Passage to read →
Even after you are all grown up, your parents can still have a big impact on your life. Even though they want to be independent, and you want them to be, you may feel the need to help them in a number of ways, both formal and informal. Many children help their older parents directly – doing chores, running errands, paying bills, even providing care. Some children provide financial support, too. As with many aspects of life, your interaction with your older parents can run more smoothly with some planning and preparatory discussion.
A recent Wall Street Journal article, “‘The Talk’ with Mom and Dad” described one area that many children help their parents with – the decision about where they should live as they get older and need more help. The choices can be bewildering – stay at home and get help, move to an independent or assisted living arrangement, possibly a Continuing Care Retirement Community, and if a lot of help is needed, a nursing home.
As the article suggested, however, decisions beyond the nature of the arrangement are also important. What area will they live in – the one they know and where their friends are, or one near you, so that it’s easy for you to visit and help out? And, once they decide on a location, there are frequently several choices within a category – some larger, with more resources, some smaller and friendlier – some closer to you, others further away.
I’m going to focus on another aspect of this decision – how to pay for it, and especially how to pay for long-term care.
First, what is long-term care? It’s not medical care. Long-term care is help with the Activities of Daily Living or ADLs (eating, bathing, transferring, dressing, and using the bathroom). If your parents need help with some of these, they need long-term care. They can receive long-term care in all of the places that I mentioned earlier – at home, in assisted living, in a Continuing Care Retirement Community, or in a nursing home.
Aside from finding the right place, there are two additional issues with long-term care: it can be expensive, and it’s uncertain whether your parents will need it, and if so, for how long. While the conversation may be difficult, it can be very valuable to discuss this with your parents well in advance of when they may need long-term care. In fact, you almost can’t start soon enough.
Because the need for long-term care is uncertain and the potential cost is very large, it’s a natural opportunity for insurance. Today, the US government and the states provide insurance for all those who cannot afford care through the Medicaid program. However, to be fully eligible for Medicaid, your parents will need to have very few assets and very low incomes, and eligibility requirements have been tightening.

Assignment A →
For each statement about the long-term care passage, answer yes or no, and quote the words from the passage that decide it. (i) The passage defines long-term care as a kind of medical care. (ii) To be fully eligible for Medicaid, parents need very few assets and very low incomes. (iii) Medicaid eligibility requirements have been getting looser.
Assignment B →
Proceed with the long-term care passage, starting after its final sentence.
The lines that come after this text aren't needed for anything here.

Input data →
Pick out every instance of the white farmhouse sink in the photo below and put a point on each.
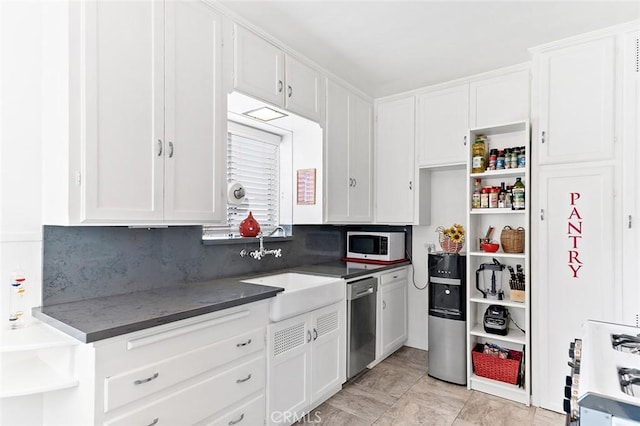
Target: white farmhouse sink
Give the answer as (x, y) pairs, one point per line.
(302, 293)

Your response A →
(i) No: "It’s not medical care."
(ii) Yes: "to be fully eligible for Medicaid, your parents will need to have very few assets and very low incomes"
(iii) No: "eligibility requirements have been tightening."

Your response B →
Alternatively, your parents can self-insure – they can simply plan to pay for whatever care they turn out to need. If they need little or no care, or if their assets are very large, this will work out just fine. However, if they need a lot of care, the cost can dramatically deplete their estate, which they (and you!) may find to be very distressing. In addition, if you end up paying the bills, and you are watching the assets drain away as you pay for their long-term care, you may end up worrying about whether there will be enough, and about what to do if the assets run out.
Finally, there is long-term care insurance. Long-term care insurance provides a sum of money that is available to fund long-term care. Most long-term care insurance policies describe their benefits in terms of the daily benefit (for example, $100 per day) and a benefit period (say, 2 years). The total benefit is the total dollar value of the daily benefits (in our example, $100 per day times 365 days per year times 2 years or $73,000).
Your parents can buy a little (a small total benefit) or a lot (a large total benefit) of long-term care insurance. Importantly, if your parents do decide to buy insurance, they don’t need to buy enough to cover the entire cost of care. For example, if they have $24,000 per year in Social Security benefits, that will cover the first $24,000 per year (or so) of long-term care costs.
How can you help your parents decide on the best approach for them? The first step is to start the discussion. You can ease into it by talking about helping them stay independent for as long as possible (at home vs an institution, assisted living vs a nursing home). Then you can talk with them about how they might pay for long-term care. Think through the three broad choices (Medicaid, self-insurance, long-term care insurance) with them.
If they do decide that long-term care insurance would make sense, you can help them sift through the alternatives. Long-term care policies can be very complex, with lots of options. Two heads can be much better than one in coming to a decision.
In addition, buying a policy sooner rather than later has two important advantages. Annual premiums are lower for people who buy a policy earlier in life. And, the longer your parents wait, the more chance there is for their health to get worse. Insurance companies strongly prefer to sell long-term care insurance policies to healthy people. If your parents wait too long, they may not be able to obtain coverage.
Finally, if your parents decide they cannot afford long-term care insurance, you and your siblings may offer to help pay the premiums. Even though only your parents are eligible for financial benefits from their long-term care insurance policies, you and your siblings can receive intangible benefits. Knowing that your parents will be able to afford some long-term care, and that you have taken steps together to protect your inheritance can provide you with considerable peace of mind.